- **Required action**: Write the next part of the description of the retrieval-augmented generation pipeline below, starting right after its final note on Markdown extraction.

- **Excerpt provided**:
This repository implements a Retrieval-Augmented Generation (RAG) pipeline designed to work efficiently with local Small Language Models (SLMs) as well as standard language models.
The complete workflow is demonstrated in rag_demo.ipynb.
The system consists of two phases:
Documents are processed once and stored for efficient retrieval:
PDF file(s) → Load → Text Chunking → Text Embedding → Store in Vector DB (FAISS)
User queries are answered using retrieved document context:
User Query → Query Embedding → Vector Retrieval (FAISS) → Prompt Construction (Query + Retrieved Chunks) → SLM / LLM → Generated Answer
$ tree
.
├── rag_demo.ipynb
├── data
│ ├── document.md
│ └── document.pdf
├── requirements.txt
└── src
├── chunking.py
├── document_loader.py
├── embedding.py
├── lm.py
├── prompt_constructor.py
└── vector_store.py
Note: PDF content is extracted into a Markdown (.md) file rather than plain text (.txt), as Markdown can preserve more structure and be more informative for language models.

- **Data for analysis**:
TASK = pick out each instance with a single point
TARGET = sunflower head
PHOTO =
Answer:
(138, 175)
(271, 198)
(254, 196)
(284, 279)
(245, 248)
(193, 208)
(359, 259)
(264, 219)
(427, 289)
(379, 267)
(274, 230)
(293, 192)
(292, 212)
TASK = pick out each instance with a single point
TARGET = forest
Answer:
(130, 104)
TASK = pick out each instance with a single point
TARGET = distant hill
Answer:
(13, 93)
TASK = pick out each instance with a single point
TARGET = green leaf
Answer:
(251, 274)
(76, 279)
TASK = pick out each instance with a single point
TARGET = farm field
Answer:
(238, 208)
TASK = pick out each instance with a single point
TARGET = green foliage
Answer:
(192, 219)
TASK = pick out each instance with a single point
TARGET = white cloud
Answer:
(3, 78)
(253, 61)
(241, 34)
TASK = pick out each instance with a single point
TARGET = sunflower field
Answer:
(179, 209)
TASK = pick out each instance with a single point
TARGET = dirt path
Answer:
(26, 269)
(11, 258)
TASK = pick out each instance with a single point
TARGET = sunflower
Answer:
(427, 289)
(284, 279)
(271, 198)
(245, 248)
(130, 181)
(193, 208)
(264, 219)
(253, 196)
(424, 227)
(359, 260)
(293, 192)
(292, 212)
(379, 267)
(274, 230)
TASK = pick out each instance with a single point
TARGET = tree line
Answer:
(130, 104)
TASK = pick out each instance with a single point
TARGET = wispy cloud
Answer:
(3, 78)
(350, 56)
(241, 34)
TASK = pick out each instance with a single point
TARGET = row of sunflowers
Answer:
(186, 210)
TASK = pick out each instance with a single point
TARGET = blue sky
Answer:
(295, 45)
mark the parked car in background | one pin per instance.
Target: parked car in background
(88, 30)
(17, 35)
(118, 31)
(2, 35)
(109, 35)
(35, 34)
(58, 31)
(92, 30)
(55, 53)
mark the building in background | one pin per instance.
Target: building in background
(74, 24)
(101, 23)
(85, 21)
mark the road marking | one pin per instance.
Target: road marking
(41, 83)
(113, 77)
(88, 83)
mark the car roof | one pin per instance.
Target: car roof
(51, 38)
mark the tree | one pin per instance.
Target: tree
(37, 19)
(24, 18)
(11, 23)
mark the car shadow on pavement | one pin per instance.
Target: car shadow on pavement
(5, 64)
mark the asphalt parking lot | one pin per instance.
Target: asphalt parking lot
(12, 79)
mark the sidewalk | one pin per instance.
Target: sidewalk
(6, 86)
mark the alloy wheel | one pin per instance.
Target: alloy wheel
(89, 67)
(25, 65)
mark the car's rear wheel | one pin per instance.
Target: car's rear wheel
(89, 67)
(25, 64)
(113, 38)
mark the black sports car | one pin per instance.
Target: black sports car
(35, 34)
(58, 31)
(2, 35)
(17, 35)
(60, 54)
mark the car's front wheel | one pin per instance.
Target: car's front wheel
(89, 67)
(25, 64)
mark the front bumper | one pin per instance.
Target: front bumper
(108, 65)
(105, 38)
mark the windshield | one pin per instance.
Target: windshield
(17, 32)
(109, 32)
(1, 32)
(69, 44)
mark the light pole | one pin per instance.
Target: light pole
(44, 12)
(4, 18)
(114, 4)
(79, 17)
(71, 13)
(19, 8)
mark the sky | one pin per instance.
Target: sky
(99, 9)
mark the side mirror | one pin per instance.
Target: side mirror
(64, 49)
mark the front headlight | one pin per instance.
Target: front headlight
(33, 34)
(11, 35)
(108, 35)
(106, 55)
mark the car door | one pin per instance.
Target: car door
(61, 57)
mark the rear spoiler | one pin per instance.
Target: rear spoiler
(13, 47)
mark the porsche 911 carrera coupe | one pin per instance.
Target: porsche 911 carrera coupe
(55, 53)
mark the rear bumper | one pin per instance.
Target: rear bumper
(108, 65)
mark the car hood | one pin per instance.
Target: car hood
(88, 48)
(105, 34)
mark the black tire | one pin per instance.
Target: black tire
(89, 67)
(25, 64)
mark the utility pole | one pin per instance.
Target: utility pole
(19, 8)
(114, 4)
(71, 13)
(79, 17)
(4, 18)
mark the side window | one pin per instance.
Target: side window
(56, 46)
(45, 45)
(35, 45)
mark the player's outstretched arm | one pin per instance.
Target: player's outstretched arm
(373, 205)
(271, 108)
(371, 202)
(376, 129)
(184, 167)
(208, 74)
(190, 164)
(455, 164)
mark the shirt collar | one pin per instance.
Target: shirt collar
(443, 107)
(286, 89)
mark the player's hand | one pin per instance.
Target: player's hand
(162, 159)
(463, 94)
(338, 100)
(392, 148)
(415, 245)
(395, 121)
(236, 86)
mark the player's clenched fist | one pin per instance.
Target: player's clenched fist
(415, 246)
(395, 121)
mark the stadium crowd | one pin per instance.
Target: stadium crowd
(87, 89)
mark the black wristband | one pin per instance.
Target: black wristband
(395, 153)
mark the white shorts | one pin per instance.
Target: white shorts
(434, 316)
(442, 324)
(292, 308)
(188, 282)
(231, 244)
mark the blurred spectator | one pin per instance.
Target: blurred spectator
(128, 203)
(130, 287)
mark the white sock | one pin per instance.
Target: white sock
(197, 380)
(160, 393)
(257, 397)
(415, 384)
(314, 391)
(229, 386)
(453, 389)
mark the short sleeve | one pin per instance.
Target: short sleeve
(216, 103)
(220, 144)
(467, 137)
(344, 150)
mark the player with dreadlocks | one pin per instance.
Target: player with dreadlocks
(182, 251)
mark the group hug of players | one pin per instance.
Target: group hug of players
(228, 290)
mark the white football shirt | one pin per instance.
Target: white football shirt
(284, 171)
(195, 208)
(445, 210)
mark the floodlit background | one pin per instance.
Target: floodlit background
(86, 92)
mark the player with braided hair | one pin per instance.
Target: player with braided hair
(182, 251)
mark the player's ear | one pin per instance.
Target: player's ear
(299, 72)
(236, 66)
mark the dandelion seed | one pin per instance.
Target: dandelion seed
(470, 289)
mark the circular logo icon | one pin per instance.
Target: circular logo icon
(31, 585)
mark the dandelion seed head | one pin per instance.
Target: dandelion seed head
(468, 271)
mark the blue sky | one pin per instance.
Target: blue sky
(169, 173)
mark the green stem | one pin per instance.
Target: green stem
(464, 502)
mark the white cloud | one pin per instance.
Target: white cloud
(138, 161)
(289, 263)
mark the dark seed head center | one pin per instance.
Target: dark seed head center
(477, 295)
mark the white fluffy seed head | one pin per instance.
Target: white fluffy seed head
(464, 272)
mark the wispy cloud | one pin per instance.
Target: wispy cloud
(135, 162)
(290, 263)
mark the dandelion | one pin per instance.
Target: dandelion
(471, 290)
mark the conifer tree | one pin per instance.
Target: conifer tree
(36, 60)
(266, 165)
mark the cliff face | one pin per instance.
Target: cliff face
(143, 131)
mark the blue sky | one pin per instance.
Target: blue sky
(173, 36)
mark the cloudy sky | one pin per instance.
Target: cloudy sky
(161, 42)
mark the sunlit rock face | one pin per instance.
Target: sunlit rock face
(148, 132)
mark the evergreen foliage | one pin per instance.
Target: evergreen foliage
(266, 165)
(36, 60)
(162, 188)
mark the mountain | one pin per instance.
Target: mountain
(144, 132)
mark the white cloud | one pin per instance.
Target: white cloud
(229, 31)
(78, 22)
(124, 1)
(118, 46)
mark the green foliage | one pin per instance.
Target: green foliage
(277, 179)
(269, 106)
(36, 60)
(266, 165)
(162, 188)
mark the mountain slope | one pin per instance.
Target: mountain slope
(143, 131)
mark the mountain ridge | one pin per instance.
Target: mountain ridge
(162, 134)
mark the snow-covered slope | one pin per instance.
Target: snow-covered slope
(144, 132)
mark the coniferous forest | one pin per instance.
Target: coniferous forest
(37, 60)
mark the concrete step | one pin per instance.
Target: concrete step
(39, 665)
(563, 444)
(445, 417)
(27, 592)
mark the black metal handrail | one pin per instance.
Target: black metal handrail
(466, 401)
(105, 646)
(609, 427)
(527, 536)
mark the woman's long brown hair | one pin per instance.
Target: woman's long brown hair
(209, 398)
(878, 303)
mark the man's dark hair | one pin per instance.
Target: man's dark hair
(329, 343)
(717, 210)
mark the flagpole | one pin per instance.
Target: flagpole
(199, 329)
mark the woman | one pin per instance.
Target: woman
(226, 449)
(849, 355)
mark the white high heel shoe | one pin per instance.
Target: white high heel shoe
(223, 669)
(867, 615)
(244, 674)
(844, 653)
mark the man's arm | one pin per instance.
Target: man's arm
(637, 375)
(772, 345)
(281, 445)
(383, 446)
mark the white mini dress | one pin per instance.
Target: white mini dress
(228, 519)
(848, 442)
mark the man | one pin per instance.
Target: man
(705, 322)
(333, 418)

- **Answer box**:
See the example: data/document.md
pip install -r requirements.txtProvide an access token to use Hugging Face models.
You may create a token at: https://huggingface.co/settings/tokens
Then run the following command and enter the token:
huggingface-cli login- Place PDF documents in the data directory.
- Run the offline indexing pipeline to build the vector database.
- Query the system using the online inference pipeline.